[YOUR TASKS]:
1 - Which Bible passages does the devotional on anger cite by chapter and verse?
2 - According to the devotional on anger, how many acres did the 2013 rim fire burn?
3 - Resume the devotional on anger after its final sentence.

[TEXT BLOCK]:
══════════════════════════════
Weekly Devotional

Forest Fires of Anger

Uncover the source of your anger

Written by June Hunt on 17/04/2018

Search me, O God, and know my heart! Try me and know my thoughts! And see if there be any grievous way in me, and lead me in the way everlasting.

Psalm 139:23-24

A rim fire ravaged a magnificent California National Park in 2013. This destructive fire seemed to be caused by a hunter who started an illegal fire that spread out of control. Imagine … this small fire that the hunter considered manageable burned over 250,000 acres!

Just a single flame in the wrong place and at the wrong time can quickly become a blazing inferno. Anger, hidden deep in the heart, can happen the same way. When hurt, injustice, fear or frustration smolder followed by the dry, hot winds of agitation, an angry inferno can quickly develop. If you find yourself losing your cool frequently, examine your heart to see if a deeper wound exists that gives rise to your anger. Fires of anger arise from four causes.

1. Hurt: Your heart is wounded.

Everyone has a God-given inner need for unconditional love. When you experience rejection or emotional pain of any kind, anger can become a protective wall keeping people, pain and hurt away. A biblical example of this is the sons of Jacob. Joseph was the father’s favorite – even making Joseph the famous “coat of many colors.” Feeling hurt and rejected by their father, the 10 older sons became angry and vindictive toward their younger brother. ...  “But when his brothers saw that their father loved him more than all his brothers, they hated him and could not speak peacefully to him.” (Genesis 37:4).  

2. Injustice: Your right is violated.

Everyone has a knowledge of right and wrong, fair and unfair, just and unjust. When you realize that an injustice has occurred to you or to others (especially to those you love), you may feel angry. If you hold on to the offense, unresolved anger can begin to take root in your heart. A biblical example of this is King Saul’s unjust treatment of David evoking Jonathan’s anger. Jonathan, son of Saul, overheard his own father pronounce a death sentence on his dear friend David. ...  “Jonathan answered Saul his father, ‘Why should he be put to death? What has he done?’ But Saul hurled his spear at him to strike him. So Jonathan knew that his father was determined to put David to death. And Jonathan rose from the table in fierce anger ...” (1 Samuel 20:32-34).
══════════════════════════════
Natural-language object grounding data
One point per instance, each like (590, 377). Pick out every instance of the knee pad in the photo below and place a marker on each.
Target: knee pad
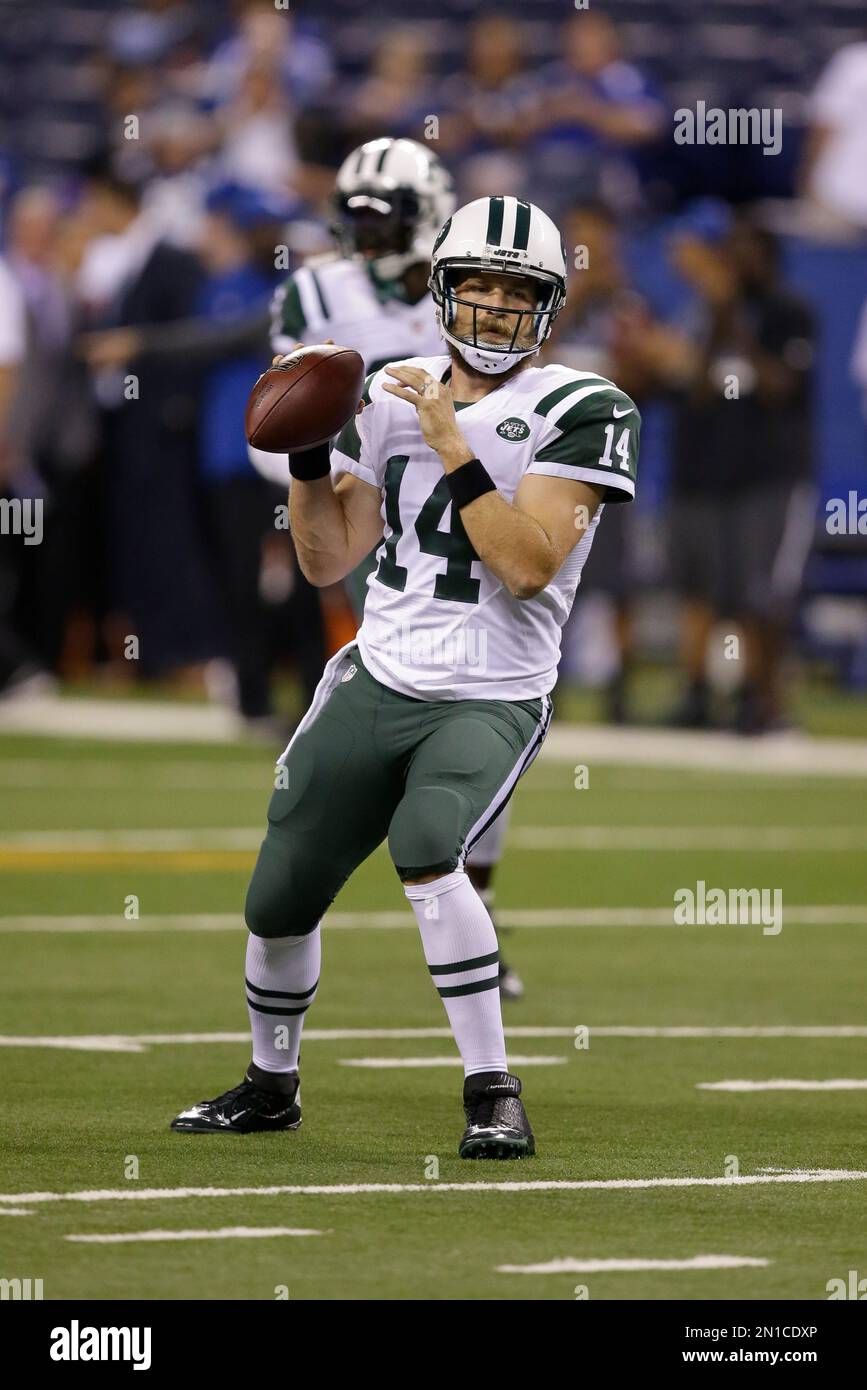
(286, 895)
(425, 830)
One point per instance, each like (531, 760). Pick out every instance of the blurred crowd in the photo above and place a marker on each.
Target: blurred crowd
(135, 282)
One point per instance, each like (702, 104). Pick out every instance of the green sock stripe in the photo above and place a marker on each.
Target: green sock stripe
══════════════════════════════
[RESPONSES PER TASK]:
1 - Psalm 139:23-24, Genesis 37:4, 1 Samuel 20:32-34

2 - Over 250,000 acres

3 -
3. Fear: Your future is threatened.

Everyone is created with a God-given inner need for security. When you begin to worry, feel threatened or get angry because of a change in circumstances, you may be responding to fear. A fearful heart reveals a lack of trust in God’s perfect plan for your life. A biblical example of this is, again, King Saul. He became angry because of David’s many successes on the battlefield. (Read 1 Samuel 18:5-15, 28-29.) He was threatened by David’s popularity and feared he would lose his kingdom. ...  “Saul was very angry … ‘They have ascribed to David ten thousands, and to me they have ascribed thousands’ … Saul was afraid of David because the LORD was with him but had departed from Saul.” (1 Samuel 18:8, 12).  

4. Frustration: Your performance is not accepted.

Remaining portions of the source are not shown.